→ Page extract
_ _ _

There are currently about 902 students in grades 9-12. Brewer offers all the academics for honors and regular diplomas. In 2016, Brewer added several Advanced Placement courses for students. Brewer offers the only JROTC program and vocational/technical classes for the county school system. Students have a variety of elective subjects for participation. Students may also participate in a variety of extracurricular activities, programs and clubs.

== Extracurricular ==
Besides the main academic classrooms, there are 15 vocational/technical classes at A. P. Brewer Area Vocational and High School. In addition there are several science labs, computer labs, and a library with a video room for viewing materials and another video room to produce Brewer's television show, currently, "Patriot TV”.Brewer's first in school, student created television show was produced by Carson Clark and called "Good Morning B.H.S." Subsequent to Carson's tenure at Brewer, the late Jon David McAnally produced "Patriot Pride." "Patriot Pride" was continued and produced for four more years by John W. Tomlinson. These television shows could not have been possible without the support of two people who dedicated themselves to the students of Brewer, the late David Gurley and the late Johnnie Sue Gurley McAnally Ward. In order to honor their memories, in the late 1990s, John W. Tomlinson, a student at the time, and Jerry Thomas, a teacher at the time who taught English and sponsored the Thespian Society, undertook a campaign to rename Brewer's library "The David Gurley and Johnnie Sue McAnally Ward Media Center." John and Jerry raised the funds and had Ms. Ward's portrait commissioned to be displayed by her brother's portrait in the Media Center.

_ _ _

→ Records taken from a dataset
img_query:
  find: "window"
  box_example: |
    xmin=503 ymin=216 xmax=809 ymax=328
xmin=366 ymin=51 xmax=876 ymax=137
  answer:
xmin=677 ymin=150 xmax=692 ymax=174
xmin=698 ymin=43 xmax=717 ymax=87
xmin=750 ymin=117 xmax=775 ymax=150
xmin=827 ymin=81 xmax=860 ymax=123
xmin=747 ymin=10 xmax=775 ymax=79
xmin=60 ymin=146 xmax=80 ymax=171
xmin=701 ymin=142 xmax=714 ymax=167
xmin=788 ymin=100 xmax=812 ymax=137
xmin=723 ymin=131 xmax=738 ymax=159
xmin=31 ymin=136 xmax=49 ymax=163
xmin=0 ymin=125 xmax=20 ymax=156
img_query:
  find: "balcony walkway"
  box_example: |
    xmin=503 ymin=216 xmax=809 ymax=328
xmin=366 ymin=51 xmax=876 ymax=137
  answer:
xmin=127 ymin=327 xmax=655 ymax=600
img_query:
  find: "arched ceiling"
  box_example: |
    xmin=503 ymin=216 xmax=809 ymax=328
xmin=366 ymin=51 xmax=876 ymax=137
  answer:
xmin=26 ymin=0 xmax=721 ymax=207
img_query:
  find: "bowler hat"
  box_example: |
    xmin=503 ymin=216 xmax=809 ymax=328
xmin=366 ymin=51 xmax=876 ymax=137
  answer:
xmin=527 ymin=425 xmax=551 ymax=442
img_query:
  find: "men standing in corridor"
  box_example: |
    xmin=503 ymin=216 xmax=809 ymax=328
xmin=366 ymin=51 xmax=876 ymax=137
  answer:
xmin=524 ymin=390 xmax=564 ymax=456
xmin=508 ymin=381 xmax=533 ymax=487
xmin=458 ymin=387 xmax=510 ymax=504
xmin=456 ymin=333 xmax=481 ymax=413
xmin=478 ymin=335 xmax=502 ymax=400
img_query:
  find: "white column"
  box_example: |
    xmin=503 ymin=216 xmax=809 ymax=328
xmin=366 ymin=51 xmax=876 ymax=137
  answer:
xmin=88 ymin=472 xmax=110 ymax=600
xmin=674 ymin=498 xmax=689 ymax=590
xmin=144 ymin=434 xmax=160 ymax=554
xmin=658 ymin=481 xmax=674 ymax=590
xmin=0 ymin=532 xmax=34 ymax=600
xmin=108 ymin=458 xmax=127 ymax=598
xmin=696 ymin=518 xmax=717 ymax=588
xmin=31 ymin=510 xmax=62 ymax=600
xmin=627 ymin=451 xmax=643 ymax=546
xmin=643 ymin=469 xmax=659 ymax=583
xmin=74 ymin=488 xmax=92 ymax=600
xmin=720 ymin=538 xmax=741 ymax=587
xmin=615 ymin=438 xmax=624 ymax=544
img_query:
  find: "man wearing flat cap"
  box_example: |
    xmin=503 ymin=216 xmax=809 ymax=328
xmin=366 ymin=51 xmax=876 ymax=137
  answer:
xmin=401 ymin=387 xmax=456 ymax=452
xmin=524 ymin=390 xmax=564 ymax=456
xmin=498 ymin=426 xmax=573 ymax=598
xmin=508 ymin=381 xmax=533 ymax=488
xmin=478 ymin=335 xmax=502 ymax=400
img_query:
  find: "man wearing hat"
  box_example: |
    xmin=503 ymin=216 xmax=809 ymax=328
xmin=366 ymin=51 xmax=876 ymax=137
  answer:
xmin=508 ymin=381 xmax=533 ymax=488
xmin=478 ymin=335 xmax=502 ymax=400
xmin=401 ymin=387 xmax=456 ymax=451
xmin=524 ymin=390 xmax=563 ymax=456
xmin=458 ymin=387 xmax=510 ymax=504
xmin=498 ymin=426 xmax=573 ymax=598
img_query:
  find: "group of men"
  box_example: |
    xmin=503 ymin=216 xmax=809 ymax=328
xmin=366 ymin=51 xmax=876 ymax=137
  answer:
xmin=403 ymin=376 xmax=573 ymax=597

_ _ _

→ Task requirements
1. Answer from the A. P. Brewer school text:
(a) About how many students are in grades 9-12?
(b) How many vocational/technical classes are there besides the main academic classrooms?
(c) What was Brewer's first in-school, student-created television show called, and who produced it?
2. Carry on the A. P. Brewer school text from its last sentence.

→ Per-task outputs
1.
(a) About 902 students.
(b) 15 vocational/technical classes.
(c) It was called "Good Morning B.H.S." and was produced by Carson Clark.

2.
There is also an JROTC / In-School Suspension building and Band Room. There are two gymnasiums, a softball complex, and a baseball complex. The football stadium has a six lane track, field house, and weight room. Besides the regulation football field, there are four additional regulation fields that are used for practicing football, soccer, and a marching band field. One of these additional fields is the official soccer field. There is also an Outdoor Classroom and "Farm" for the agriculture classes, and two greenhouses used for the Horticulture classes.

==Sports==

- Baseball
- Basketball
- Cheerleading
- Cross Country
- Football
- Golf
- Soccer
- Softball
- Track
- Volleyball
- Wrestling

==Notable alumni==

- Jan Crawford, chief legal and political correspondent for CBS News
- Cully Hamner, comic book artist and writer.
- Gary Knotts, Former MLB player (Florida Marlins, Detroit Tigers)
- Kassie Miller, television personality and singer-songwriter
- Travis S. Taylor, star of National Geographic Channel's Rocket City Rednecks.